── Data shown
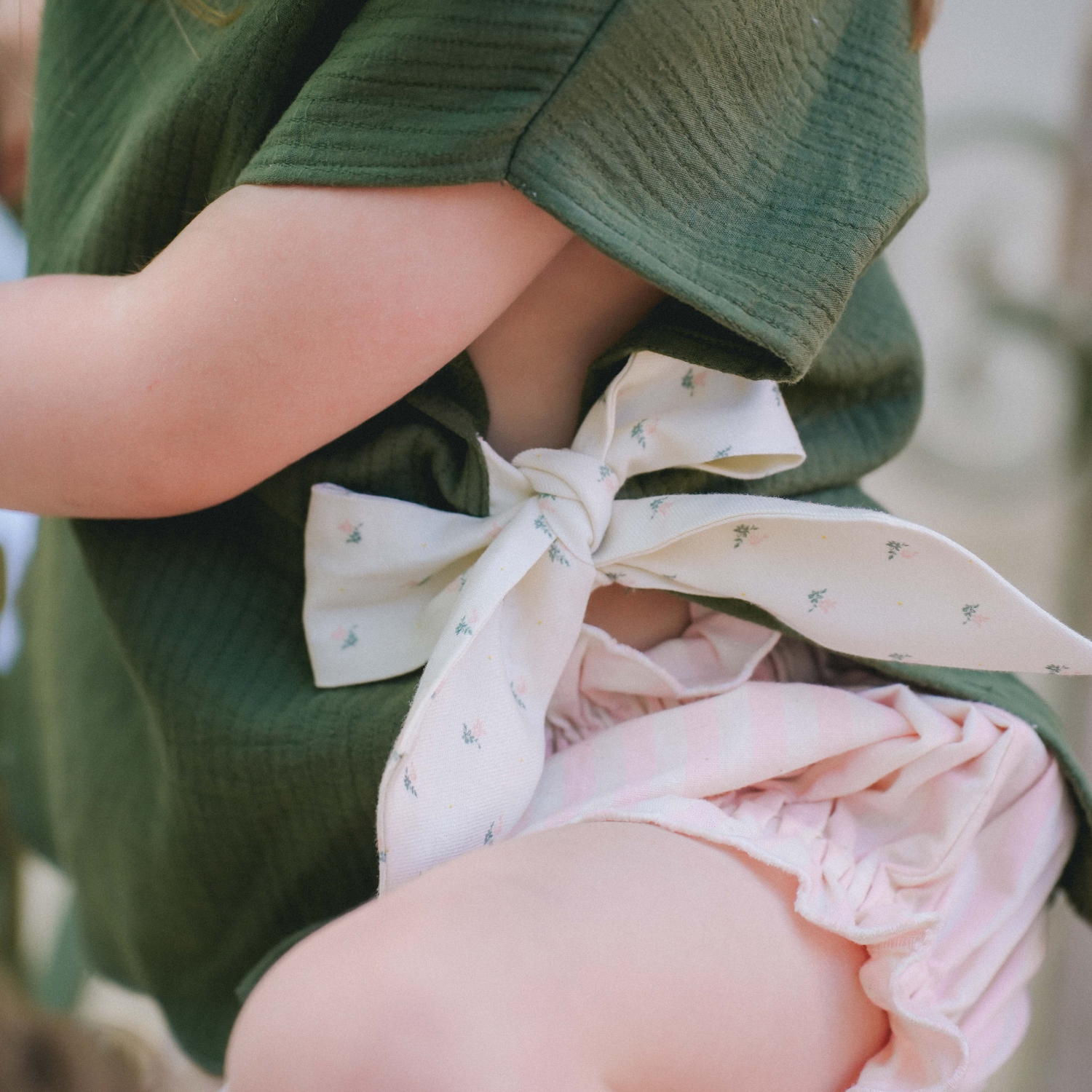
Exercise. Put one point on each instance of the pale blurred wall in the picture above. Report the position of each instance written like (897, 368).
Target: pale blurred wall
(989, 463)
────
── Data shown
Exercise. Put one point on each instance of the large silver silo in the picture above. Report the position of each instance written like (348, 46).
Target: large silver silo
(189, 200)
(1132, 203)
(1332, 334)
────
• _Stated problem_: Return the lines exactly as they appear, starting with the line containing "Exercise. Put one point on each instance of the large" and going on through the line containing "(1332, 334)", with both of those lines included.

• _Response for this exercise_:
Exercise. Put one point on each instance of the large silver silo in the picture above. Report the position of each instance written like (348, 46).
Target: large silver silo
(189, 200)
(1132, 203)
(1332, 334)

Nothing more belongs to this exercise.